Start of Given entries

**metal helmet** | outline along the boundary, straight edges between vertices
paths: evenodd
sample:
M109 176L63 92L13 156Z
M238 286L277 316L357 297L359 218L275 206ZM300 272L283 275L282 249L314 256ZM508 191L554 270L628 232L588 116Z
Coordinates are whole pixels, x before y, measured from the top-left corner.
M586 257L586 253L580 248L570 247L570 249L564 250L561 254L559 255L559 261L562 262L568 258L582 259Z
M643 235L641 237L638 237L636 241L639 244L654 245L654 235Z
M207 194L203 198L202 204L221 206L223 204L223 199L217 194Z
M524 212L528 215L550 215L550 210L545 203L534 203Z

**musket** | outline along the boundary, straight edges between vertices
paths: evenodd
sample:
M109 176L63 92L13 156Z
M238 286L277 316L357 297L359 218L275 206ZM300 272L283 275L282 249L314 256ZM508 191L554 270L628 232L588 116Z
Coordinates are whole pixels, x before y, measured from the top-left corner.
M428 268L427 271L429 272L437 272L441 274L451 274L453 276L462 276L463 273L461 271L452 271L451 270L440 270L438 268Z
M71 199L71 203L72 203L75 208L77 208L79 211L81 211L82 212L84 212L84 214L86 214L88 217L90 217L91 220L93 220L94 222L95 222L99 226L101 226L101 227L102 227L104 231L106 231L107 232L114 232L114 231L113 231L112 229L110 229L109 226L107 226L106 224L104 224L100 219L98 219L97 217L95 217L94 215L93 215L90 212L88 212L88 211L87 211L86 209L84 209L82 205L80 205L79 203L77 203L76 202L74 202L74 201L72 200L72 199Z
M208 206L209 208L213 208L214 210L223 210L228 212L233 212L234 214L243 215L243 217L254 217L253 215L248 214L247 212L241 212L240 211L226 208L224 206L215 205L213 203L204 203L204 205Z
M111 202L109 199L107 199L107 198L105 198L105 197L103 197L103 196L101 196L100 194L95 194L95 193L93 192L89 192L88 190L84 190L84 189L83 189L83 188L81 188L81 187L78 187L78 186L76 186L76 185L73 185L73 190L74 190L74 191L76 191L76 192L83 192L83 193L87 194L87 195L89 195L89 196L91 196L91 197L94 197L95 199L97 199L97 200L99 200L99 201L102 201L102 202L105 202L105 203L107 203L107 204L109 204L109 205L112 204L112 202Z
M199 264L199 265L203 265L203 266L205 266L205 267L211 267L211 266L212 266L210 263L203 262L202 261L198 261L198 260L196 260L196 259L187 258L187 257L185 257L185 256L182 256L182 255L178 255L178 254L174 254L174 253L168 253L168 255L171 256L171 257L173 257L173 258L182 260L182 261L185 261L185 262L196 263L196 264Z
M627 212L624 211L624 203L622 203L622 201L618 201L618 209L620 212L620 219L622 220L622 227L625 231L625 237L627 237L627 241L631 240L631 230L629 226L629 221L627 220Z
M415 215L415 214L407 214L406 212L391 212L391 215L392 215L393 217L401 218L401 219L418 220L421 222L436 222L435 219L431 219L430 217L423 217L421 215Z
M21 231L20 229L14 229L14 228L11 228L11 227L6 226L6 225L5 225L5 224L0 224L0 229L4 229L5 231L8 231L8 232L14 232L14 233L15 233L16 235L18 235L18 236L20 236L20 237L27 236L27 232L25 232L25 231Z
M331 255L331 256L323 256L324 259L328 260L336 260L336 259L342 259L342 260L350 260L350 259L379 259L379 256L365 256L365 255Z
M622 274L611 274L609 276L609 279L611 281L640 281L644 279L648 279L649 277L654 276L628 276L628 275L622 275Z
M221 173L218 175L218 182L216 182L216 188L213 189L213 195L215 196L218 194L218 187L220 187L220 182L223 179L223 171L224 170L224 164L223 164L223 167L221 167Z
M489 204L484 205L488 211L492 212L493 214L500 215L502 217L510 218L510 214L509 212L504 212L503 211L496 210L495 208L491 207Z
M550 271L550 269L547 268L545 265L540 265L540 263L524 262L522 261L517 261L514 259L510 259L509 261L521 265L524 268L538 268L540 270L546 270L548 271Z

End of Given entries

▶ _Task requirements_
Update the material above by changing "top-left corner" to "upper-left corner" everywhere it occurs, keeping every other line as it is.

▶ _Written solution_
**metal helmet** | outline along the boundary, straight edges between vertices
paths: evenodd
sample:
M109 176L63 92L13 156Z
M238 286L277 316L357 297L359 218L275 206ZM300 272L283 275L282 249L314 256ZM508 191L554 270L628 232L588 116Z
Coordinates are whole pixels, x before y, measured from the upper-left corner.
M586 257L586 253L580 248L570 247L570 249L564 250L561 254L559 255L559 261L562 262L568 258L582 259Z
M643 235L641 237L638 237L636 241L639 244L654 245L654 235Z
M207 194L203 198L202 204L221 206L223 204L223 199L217 194Z
M524 212L528 215L550 215L550 210L545 203L534 203Z

**musket** | outline along the boundary, straight edges between vertices
paths: evenodd
sample:
M109 176L63 92L13 156Z
M238 286L277 316L357 297L359 218L275 206ZM300 272L283 275L282 249L314 256ZM508 191L554 270L628 232L588 116Z
Coordinates are whole pixels, x before y, measured from the upper-left corner.
M428 268L427 271L429 272L437 272L441 274L451 274L453 276L462 276L463 273L461 271L452 271L451 270L440 270L438 268Z
M71 199L71 203L72 203L75 208L77 208L79 211L81 211L82 212L84 212L84 214L86 214L88 217L90 217L91 220L93 220L94 222L95 222L99 226L101 226L101 227L102 227L104 231L106 231L107 232L114 232L114 231L113 231L112 229L110 229L109 226L107 226L106 224L104 224L100 219L98 219L97 217L95 217L94 215L93 215L90 212L88 212L88 211L87 211L86 209L84 209L82 205L80 205L79 203L77 203L76 202L74 202L74 201L72 200L72 199Z
M208 206L209 208L213 208L214 210L223 210L228 212L233 212L234 214L243 215L243 217L254 217L253 215L248 214L247 212L241 212L240 211L226 208L224 206L215 205L213 203L204 203L204 205Z
M111 202L109 199L107 199L107 198L105 198L105 197L103 197L103 196L101 196L100 194L95 194L95 193L93 192L89 192L88 190L84 190L84 189L83 189L83 188L81 188L81 187L78 187L78 186L76 186L76 185L73 185L73 190L74 190L74 191L76 191L76 192L83 192L83 193L87 194L87 195L89 195L89 196L91 196L91 197L94 197L95 199L97 199L97 200L99 200L99 201L102 201L102 202L105 202L105 203L107 203L107 204L109 204L109 205L112 204L112 202Z
M199 264L199 265L203 265L203 266L205 266L205 267L211 267L211 266L212 266L210 263L203 262L202 261L198 261L198 260L196 260L196 259L187 258L187 257L185 257L185 256L182 256L182 255L178 255L178 254L174 254L174 253L168 253L168 255L171 256L171 257L173 257L173 258L182 260L182 261L185 261L185 262L196 263L196 264Z
M627 212L624 211L624 203L622 203L622 201L618 201L618 209L620 212L620 219L622 220L622 227L625 231L625 237L627 237L627 241L631 240L631 230L629 226L629 221L627 220Z
M415 215L415 214L407 214L406 212L391 212L391 215L392 215L393 217L401 218L401 219L418 220L421 222L436 222L435 219L431 219L430 217L423 217L421 215Z
M21 231L20 229L14 229L14 228L11 228L11 227L6 226L6 225L5 225L5 224L0 224L0 229L4 229L5 231L8 231L8 232L14 232L14 233L15 233L16 235L18 235L18 236L20 236L20 237L27 236L27 232L25 232L25 231Z
M331 255L331 256L323 256L324 259L328 260L336 260L336 259L342 259L342 260L350 260L350 259L379 259L379 256L365 256L365 255Z
M622 274L611 274L609 276L609 279L611 281L640 281L644 279L648 279L649 277L654 276L628 276L628 275L622 275Z
M221 173L218 175L218 182L216 182L216 188L213 189L213 195L215 196L218 194L218 187L220 187L220 182L223 179L223 171L224 170L224 164L223 164L223 167L221 167Z
M489 204L484 205L488 211L492 212L493 214L500 215L502 217L510 218L510 214L509 212L504 212L503 211L496 210L495 208L491 207Z
M550 271L550 269L547 268L545 265L540 265L540 263L524 262L522 261L517 261L514 259L510 259L509 261L521 265L524 268L538 268L540 270L546 270L548 271Z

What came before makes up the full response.